- [WHAT IS NEEDED]:
Without leaving out a single line, copy the records exactly.

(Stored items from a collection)

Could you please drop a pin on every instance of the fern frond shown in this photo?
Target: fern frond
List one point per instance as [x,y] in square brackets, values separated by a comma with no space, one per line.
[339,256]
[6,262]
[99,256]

- [SOLUTION FOR THIS TASK]:
Could you please drop a pin on every instance of the fern frond shown in this photo?
Target: fern frond
List one point per instance as [x,y] in square brackets, values separated by a comma with no space, one per line.
[339,256]
[6,262]
[99,256]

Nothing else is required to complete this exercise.